— Supplied passage —
-- Start --
To be honest, this years-in-a-dream thing doesn't surprise me at all. It's one of the things I love about dreams.

I've been experimenting with a polyphasic sleep schedule for a while now (10-15 mins every 4 hours)

The amazing thing is that I'll have these increadibly vivid, complex dreams that seem to last for hours, even days, and yet I know for a fact I've only been in REM for about 10 mins.

I think there's a really good story for a book in here somewhere

----------


## i_speel_good

Dreams actually last 2-10 seconds.

----------


## archdreamer

> Dreams actually last 2-10 seconds. [citation needed]



Fixed.

----------


## SEBSTER

holy moly guacamole.
i have only had dreams that seem to last days but never years!

----------


## mylucidworld

> holy moly guacamole.
> i have only had dreams that seem to last days but never years!



Me neither, and i don't want to either!

----------


## LucidMike14

Ive had very long dreams but I think I speak for everyone when I say it is hard to try to interpret how much time has been spent during your dream. Sounds cool though, yeah, the dream world is amazing.

----------


## Zakar

Wow, imagine being stuck in a nightmare for a year!  What a....nightmare!  I hope this don't ever happen to me.

----------


## TravisE

I haven't yet experienced any dreams that felt like more than about an hour (with the exception of the occasional dream where I'm sleeping through the night or having a long series of false awakenings, but it's easy to see how such dreams can feel like they've lasted an entire night while only having maybe 30 minutes' or so worth of actual content).

There are various mechanisms that many (or virtually all?) of my dreams use that others have mentioned already, like scene cuts to later points and false memories. The interesting thing, though, is that I don't seem to be readily fooled by them. When I wake up, it's usually very clear to me when I "remembered" something happening that I neither actually did in real life nor in the dream itself. And a scene transition to a later time doesn't usually make me feel like that much time actually passed.
-- End --
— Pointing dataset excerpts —
-- Start --
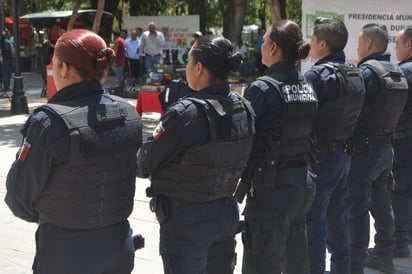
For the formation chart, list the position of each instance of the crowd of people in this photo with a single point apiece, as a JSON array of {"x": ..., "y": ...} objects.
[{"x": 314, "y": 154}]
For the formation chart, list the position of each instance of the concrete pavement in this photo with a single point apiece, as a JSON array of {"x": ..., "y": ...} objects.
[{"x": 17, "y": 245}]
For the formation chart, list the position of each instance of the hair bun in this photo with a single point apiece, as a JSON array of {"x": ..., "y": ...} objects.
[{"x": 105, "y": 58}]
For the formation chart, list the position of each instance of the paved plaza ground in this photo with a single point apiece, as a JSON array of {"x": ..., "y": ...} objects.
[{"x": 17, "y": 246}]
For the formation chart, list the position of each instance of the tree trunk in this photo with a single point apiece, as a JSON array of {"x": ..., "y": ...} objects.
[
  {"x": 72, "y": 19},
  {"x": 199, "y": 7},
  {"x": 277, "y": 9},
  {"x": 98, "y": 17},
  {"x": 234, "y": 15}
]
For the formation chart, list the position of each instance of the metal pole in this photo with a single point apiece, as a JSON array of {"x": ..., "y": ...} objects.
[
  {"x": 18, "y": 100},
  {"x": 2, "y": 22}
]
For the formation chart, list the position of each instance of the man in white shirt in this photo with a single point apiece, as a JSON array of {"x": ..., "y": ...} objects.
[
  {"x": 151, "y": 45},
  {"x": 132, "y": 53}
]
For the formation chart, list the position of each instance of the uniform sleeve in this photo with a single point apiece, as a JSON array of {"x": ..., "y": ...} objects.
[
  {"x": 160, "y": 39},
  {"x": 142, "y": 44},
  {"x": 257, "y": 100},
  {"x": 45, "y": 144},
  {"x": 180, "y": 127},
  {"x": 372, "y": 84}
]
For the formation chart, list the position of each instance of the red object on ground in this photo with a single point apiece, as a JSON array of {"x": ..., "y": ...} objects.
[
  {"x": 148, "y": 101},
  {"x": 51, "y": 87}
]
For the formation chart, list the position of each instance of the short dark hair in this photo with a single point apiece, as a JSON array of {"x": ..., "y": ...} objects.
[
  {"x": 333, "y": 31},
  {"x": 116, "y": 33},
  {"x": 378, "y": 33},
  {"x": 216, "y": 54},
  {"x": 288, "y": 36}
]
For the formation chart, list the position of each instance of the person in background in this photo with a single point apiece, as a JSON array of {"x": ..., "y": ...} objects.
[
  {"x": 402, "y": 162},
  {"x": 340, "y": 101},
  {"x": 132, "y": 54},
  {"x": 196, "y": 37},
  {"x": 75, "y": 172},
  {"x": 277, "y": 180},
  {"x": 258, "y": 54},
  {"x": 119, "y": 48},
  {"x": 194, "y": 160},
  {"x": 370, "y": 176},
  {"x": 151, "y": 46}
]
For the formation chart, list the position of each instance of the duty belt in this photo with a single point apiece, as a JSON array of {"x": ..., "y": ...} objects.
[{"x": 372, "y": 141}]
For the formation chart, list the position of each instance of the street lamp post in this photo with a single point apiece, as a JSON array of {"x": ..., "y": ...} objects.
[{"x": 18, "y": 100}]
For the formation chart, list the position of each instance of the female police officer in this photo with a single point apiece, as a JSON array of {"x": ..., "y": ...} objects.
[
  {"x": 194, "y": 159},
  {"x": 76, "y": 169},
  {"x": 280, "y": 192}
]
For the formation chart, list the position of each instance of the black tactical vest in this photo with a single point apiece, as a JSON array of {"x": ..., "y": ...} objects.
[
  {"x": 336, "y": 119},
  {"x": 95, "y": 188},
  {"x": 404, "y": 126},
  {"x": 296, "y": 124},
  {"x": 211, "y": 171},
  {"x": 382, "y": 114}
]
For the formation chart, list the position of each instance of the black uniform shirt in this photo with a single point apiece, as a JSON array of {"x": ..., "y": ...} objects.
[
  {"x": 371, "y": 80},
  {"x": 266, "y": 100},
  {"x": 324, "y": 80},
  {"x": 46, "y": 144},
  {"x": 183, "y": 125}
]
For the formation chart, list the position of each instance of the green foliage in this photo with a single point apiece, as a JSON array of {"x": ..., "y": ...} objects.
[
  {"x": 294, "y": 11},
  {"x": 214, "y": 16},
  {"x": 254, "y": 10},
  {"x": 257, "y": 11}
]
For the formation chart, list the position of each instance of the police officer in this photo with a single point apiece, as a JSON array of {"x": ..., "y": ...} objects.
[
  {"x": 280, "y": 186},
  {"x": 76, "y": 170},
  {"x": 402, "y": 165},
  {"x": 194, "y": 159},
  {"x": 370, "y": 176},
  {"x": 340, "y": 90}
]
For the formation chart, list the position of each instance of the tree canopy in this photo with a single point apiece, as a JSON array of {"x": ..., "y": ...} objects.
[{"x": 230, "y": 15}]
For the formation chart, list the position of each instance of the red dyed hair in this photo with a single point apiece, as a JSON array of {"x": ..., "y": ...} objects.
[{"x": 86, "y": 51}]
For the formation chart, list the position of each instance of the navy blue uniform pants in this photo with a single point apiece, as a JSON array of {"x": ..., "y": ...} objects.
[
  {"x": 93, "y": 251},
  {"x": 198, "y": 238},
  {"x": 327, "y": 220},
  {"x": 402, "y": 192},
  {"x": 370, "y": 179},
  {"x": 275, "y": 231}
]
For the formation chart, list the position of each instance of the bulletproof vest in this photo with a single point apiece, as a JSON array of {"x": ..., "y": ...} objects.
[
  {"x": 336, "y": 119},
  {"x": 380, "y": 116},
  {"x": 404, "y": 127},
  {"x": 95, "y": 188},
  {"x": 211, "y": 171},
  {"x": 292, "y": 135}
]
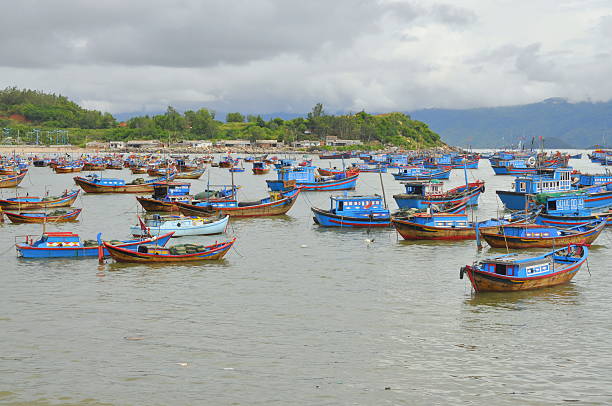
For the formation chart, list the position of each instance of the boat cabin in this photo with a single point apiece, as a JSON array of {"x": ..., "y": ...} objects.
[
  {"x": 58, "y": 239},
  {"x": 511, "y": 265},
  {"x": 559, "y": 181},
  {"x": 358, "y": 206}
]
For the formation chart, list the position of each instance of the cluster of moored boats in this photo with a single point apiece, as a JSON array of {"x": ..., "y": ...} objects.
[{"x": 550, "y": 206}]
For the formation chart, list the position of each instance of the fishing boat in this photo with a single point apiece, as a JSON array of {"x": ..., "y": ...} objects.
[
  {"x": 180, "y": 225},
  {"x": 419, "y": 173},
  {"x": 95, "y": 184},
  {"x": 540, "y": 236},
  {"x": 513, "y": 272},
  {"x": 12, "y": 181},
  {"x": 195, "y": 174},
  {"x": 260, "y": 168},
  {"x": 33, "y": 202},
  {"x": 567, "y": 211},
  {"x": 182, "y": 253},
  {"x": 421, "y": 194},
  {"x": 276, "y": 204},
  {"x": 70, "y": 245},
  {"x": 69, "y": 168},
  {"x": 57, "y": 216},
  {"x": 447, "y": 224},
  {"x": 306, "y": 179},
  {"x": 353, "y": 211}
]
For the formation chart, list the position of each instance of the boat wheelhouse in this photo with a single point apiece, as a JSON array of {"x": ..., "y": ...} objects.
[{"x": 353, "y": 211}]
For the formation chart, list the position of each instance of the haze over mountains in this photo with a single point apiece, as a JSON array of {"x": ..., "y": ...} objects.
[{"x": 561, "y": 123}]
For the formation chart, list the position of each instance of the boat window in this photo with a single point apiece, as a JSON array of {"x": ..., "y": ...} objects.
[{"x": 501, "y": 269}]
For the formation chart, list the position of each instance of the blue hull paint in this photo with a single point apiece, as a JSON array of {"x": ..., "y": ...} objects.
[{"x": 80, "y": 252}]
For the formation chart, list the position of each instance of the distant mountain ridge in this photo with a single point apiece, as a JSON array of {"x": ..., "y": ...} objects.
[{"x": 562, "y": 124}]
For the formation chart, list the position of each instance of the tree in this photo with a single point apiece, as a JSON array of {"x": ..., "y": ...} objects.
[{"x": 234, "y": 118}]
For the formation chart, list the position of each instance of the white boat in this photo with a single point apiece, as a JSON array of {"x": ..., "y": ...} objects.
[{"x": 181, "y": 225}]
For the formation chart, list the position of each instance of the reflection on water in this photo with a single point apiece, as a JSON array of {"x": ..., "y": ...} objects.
-- End --
— Work instructions —
#1 Which usernames head the replies in the thread on dream length?
#2 In the thread on dream length, switch "vivid" to "strange" and give that part again: begin at the words that have "I've been experimenting"; stop after "about 10 mins.".
#3 Resume the thread on dream length from the point where it stops.

— Task responses —
#1 i_speel_good, archdreamer, SEBSTER, mylucidworld, LucidMike14, Zakar, TravisE

#2
I've been experimenting with a polyphasic sleep schedule for a while now (10-15 mins every 4 hours)

The amazing thing is that I'll have these increadibly strange, complex dreams that seem to last for hours, even days, and yet I know for a fact I've only been in REM for about 10 mins.

#3
I wonder if it's possible that not everyone can recognize false memories as easily and therefore may think they've had an extraordinarily long dream. In my case, almost all of my dreams seem to incorporate at least one false memory, but the difference between a false memory and something I actually did in the dream seems very clear to me when I recall the dream. Perhaps that's not the case for everybody?

----------


## polmc

> I had another one of those long dreams last night. I dreamt that i moved to spain and i recall being there for a week. Days and nights went by and then i moved back after a week because i missed home. But whether it was that long or just seemed that long i don't know. (b6 100mg used)



Liar! You can't be homesick if you live in spain!!

----------


## Cammy

I've had a lucid that "felt" like 20-30mins but when i wrote it down. It must have only been about 5minutes.

Don't know why it "felt" longer tho

----------


## TravisE

> I've had a lucid that "felt" like 20-30mins but when i wrote it down. It must have only been about 5minutes.
> 
> Don't know why it "felt" longer tho



This is kind of off-topic, but that reminds me of how a typical occurence in my dream journal is to write something like "I remember very little of this dream," and then by the time I finished writing about it it's been at least one or two full pages. Happens all the time.  :wink2:  I guess that's kind of the reverse of what you experienced.

----------


## dreamscaper22

the one i had last night felt like two hours but i was only asleep for an hour and 15 minutes

----------


## SKA

Time dilation. Some people can do this at will, but it happens to many dreamers.
You know how, in the morning you decide to roll over after checking the clock, fall asleep and have these wild dreams that seem to last for many hours and then you wake up to find out only 20 minutes have passed?

Your sense of time is distorted, sometimes completely stopped, when in the Dreaming state of consciousness. There's a story of a Tibettan monk who has lived a lifetime of a 100 years in 1 night. It is very well possible to dream an entire lifetime or years in 1 night of dreaming. There are some people on this forumk that  have mastered time dialtion and can tell you alot about it.

And stop explaining westonci's experience trying to render it meaningless with "rationality". Rationality and dreaming don't go together we know that by now. I'm sure beyond a doubt that what westonci tried to explain is that what he experienced in his remarkable dream is similair to doing stuff in waking life for 5 years long.

Imaginefalling asleep, ending up in a Dream, experiencing 5 years of (dream)life and then waking up after 5 years. No matter that it was only 1 night; that's how he experienced it. Amazing. I really need to master this.

----------


## Moonscape

There was a very good episode from Star Trek The Next Generation...
Capt. Picard was rendered unconcious by a space probe that they came across. 

He lived an entire lifetime into old age. To the crew, he was only out for 30 minutes.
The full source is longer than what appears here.